• Required task: Write out each of the records below word for word, with nothing added or changed.

• Stored data:
○ ○ ○ ○

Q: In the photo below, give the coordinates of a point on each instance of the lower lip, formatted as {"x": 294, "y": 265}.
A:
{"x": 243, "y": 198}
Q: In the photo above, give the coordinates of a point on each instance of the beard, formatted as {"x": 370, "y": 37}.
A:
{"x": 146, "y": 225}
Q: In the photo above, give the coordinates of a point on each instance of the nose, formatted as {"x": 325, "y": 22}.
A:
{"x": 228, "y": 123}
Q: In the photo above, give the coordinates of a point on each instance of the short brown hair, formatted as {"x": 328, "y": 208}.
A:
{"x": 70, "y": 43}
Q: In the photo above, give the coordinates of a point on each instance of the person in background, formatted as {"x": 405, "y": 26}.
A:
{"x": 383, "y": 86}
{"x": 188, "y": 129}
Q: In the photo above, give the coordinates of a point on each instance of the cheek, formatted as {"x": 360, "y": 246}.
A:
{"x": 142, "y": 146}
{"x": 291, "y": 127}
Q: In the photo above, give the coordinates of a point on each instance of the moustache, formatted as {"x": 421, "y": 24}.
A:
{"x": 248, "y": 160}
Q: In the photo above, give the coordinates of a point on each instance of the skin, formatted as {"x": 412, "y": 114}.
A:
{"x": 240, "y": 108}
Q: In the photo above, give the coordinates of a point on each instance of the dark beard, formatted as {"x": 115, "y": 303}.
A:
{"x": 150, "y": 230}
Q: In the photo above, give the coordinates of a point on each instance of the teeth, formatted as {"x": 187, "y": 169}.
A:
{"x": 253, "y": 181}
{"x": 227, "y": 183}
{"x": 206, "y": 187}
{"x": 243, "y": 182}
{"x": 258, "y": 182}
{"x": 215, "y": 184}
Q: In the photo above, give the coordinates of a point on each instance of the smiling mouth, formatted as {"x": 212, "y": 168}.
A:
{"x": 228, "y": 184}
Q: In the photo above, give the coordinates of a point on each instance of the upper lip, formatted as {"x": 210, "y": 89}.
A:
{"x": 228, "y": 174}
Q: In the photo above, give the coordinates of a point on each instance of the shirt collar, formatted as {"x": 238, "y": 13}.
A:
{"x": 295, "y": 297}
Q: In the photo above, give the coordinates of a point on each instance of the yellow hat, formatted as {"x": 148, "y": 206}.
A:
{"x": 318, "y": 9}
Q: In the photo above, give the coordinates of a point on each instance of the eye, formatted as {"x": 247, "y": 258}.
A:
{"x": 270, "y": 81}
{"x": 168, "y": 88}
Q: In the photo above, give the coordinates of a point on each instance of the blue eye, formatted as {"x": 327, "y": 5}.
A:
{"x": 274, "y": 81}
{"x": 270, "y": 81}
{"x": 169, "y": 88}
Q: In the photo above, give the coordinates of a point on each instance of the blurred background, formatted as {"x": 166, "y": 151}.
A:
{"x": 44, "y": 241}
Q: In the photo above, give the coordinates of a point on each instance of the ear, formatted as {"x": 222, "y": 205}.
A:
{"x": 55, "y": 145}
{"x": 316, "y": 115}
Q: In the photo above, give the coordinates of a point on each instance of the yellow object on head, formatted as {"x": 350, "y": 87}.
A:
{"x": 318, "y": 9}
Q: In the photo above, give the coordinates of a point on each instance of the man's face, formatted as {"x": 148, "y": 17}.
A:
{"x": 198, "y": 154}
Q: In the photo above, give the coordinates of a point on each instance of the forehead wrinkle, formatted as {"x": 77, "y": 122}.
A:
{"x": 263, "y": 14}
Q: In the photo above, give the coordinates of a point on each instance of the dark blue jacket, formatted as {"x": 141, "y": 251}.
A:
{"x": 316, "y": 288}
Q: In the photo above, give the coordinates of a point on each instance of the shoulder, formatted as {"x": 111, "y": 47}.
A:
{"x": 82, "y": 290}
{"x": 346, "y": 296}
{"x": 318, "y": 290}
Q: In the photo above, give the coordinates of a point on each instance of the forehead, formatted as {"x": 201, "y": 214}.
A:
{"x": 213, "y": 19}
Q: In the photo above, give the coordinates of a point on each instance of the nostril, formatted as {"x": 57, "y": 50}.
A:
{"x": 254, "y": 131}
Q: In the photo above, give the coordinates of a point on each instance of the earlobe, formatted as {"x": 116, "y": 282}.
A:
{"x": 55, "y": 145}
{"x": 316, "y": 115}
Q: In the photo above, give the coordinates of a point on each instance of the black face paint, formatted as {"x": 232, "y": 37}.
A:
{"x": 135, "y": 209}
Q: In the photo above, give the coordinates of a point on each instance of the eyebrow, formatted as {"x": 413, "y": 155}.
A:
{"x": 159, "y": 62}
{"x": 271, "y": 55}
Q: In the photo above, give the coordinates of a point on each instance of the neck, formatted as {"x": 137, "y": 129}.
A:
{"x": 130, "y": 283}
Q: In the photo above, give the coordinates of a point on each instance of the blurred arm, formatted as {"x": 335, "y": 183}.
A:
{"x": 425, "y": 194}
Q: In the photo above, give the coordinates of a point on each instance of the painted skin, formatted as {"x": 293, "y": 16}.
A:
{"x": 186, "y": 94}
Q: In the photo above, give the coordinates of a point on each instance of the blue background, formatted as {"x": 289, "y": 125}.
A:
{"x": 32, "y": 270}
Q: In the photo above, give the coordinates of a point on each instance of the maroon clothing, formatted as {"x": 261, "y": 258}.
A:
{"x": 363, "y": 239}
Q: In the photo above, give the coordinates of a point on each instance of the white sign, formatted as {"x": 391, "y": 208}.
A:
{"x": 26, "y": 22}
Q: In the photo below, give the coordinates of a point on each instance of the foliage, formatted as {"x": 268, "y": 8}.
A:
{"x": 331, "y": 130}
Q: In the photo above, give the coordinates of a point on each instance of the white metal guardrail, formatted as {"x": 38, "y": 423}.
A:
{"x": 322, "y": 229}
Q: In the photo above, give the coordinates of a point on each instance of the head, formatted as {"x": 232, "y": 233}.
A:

○ ○ ○ ○

• Complete output:
Q: In the photo below, give the coordinates of a point on each instance of the lower lip, formatted as {"x": 294, "y": 265}.
A:
{"x": 243, "y": 198}
Q: In the photo above, give the coordinates of a point on each instance of the beard, formatted as {"x": 370, "y": 37}.
A:
{"x": 146, "y": 225}
Q: In the photo above, give the coordinates of a point on each instance of the nose, formatted as {"x": 325, "y": 22}.
A:
{"x": 228, "y": 123}
Q: In the photo above, give the coordinates of a point on each instance of the short brown hair, formatted as {"x": 328, "y": 208}.
A:
{"x": 70, "y": 43}
Q: In the photo above, give the coordinates of a point on each instance of the person in background, formatted as {"x": 405, "y": 26}.
A:
{"x": 383, "y": 86}
{"x": 188, "y": 129}
Q: In the photo above, give the coordinates of a point on each instance of the cheek, formatted as {"x": 360, "y": 246}.
A:
{"x": 142, "y": 146}
{"x": 291, "y": 127}
Q: In the photo above, give the coordinates of a point on each instance of the moustache, formatted as {"x": 421, "y": 24}.
A:
{"x": 248, "y": 160}
Q: In the photo above, give the coordinates of a point on each instance of the skin, formatted as {"x": 412, "y": 114}.
A:
{"x": 240, "y": 108}
Q: In the photo above, give the coordinates of a point on each instance of the dark beard, formatted as {"x": 115, "y": 303}.
A:
{"x": 150, "y": 230}
Q: In the photo above, give the coordinates of a point on each instance of the teeth, formatted as {"x": 187, "y": 169}.
A:
{"x": 253, "y": 181}
{"x": 227, "y": 183}
{"x": 206, "y": 187}
{"x": 243, "y": 182}
{"x": 258, "y": 182}
{"x": 215, "y": 184}
Q: In the photo above, give the coordinates of a point on each instance of the smiling mouth, formatted as {"x": 212, "y": 168}.
A:
{"x": 228, "y": 184}
Q: In the photo above, give the coordinates of a point on each instance of the upper lip, formatted as {"x": 210, "y": 89}.
A:
{"x": 228, "y": 174}
Q: In the photo above, give the coordinates of a point on each instance of the shirt collar, formatted as {"x": 238, "y": 13}.
A:
{"x": 295, "y": 297}
Q: In the photo above, give the coordinates of a point on each instance of the yellow hat, formatted as {"x": 148, "y": 206}.
A:
{"x": 318, "y": 9}
Q: In the photo above, give the coordinates of a point on each instance of the eye, formatted as {"x": 247, "y": 258}.
A:
{"x": 270, "y": 81}
{"x": 168, "y": 88}
Q: In the photo above, give the coordinates of a point on each instance of the blue eye, formatted as {"x": 327, "y": 5}.
A:
{"x": 274, "y": 81}
{"x": 270, "y": 81}
{"x": 169, "y": 88}
Q: In the photo above, give the coordinates of a point on each instance of the blurred background, formatted as {"x": 166, "y": 151}.
A:
{"x": 44, "y": 241}
Q: In the photo above, give the coordinates of a point on each instance of the ear, formatted as {"x": 222, "y": 205}.
A:
{"x": 55, "y": 145}
{"x": 316, "y": 115}
Q: In the photo above, give the coordinates of a point on each instance of the yellow object on head, formatted as {"x": 350, "y": 87}.
A:
{"x": 318, "y": 9}
Q: In the photo above, give the coordinates of a point on each instance of the man's face, formatted as {"x": 148, "y": 17}.
A:
{"x": 198, "y": 154}
Q: In the photo above, give the coordinates of a point on each instance of the forehead wrinkle, formatted as {"x": 77, "y": 122}.
A:
{"x": 263, "y": 14}
Q: In the photo above, give the coordinates of a point on each instance of the dark blue jacket, formatted as {"x": 141, "y": 251}.
A:
{"x": 316, "y": 288}
Q: In the photo above, give the coordinates of a point on each instance of the shoulder, formatted as {"x": 111, "y": 47}.
A:
{"x": 82, "y": 290}
{"x": 346, "y": 296}
{"x": 318, "y": 290}
Q: In the photo above, give the coordinates of a point on each instance of the forehead, formatted as {"x": 201, "y": 214}.
A:
{"x": 213, "y": 19}
Q: In the photo above, give the coordinates of a point on each instance of the nostril, formatted as {"x": 57, "y": 50}.
A:
{"x": 254, "y": 131}
Q: In the photo above, give the coordinates of a point on each instance of the earlobe, formatted as {"x": 116, "y": 282}.
A:
{"x": 55, "y": 145}
{"x": 316, "y": 115}
Q: In the photo above, give the coordinates of a point on each instance of the black face paint, formatted as {"x": 232, "y": 37}.
A:
{"x": 135, "y": 209}
Q: In the photo above, give the coordinates of a point on each instance of the eyebrow, formatted as {"x": 413, "y": 155}.
A:
{"x": 159, "y": 62}
{"x": 271, "y": 55}
Q: In the photo above, give the coordinates of a point on each instance of the neck, formatted as {"x": 137, "y": 129}.
A:
{"x": 130, "y": 283}
Q: In the photo above, give the coordinates of a point on each instance of the blurred arm, formatted as {"x": 335, "y": 183}.
A:
{"x": 425, "y": 194}
Q: In the photo above, give the coordinates of a point on each instance of the painted skin, formatted as {"x": 293, "y": 16}.
A:
{"x": 186, "y": 94}
Q: In the photo above, give the coordinates of a point on each instance of the blue background, formatted as {"x": 289, "y": 125}.
A:
{"x": 32, "y": 270}
Q: In the photo above, give the coordinates of a point on each instance of the maroon clothing, formatted as {"x": 261, "y": 258}.
A:
{"x": 363, "y": 239}
Q: In the photo above, give the coordinates of a point on each instance of the white sign, formatted as {"x": 391, "y": 208}.
A:
{"x": 26, "y": 22}
Q: In the photo below, give the coordinates of a point on each instance of the foliage, formatted as {"x": 268, "y": 8}.
A:
{"x": 331, "y": 130}
Q: In the photo above, give the coordinates of a point on each instance of the white metal guardrail, formatted as {"x": 38, "y": 423}.
A:
{"x": 322, "y": 229}
Q: In the photo above, give the coordinates of a point on each instance of the head, formatted as {"x": 232, "y": 233}.
A:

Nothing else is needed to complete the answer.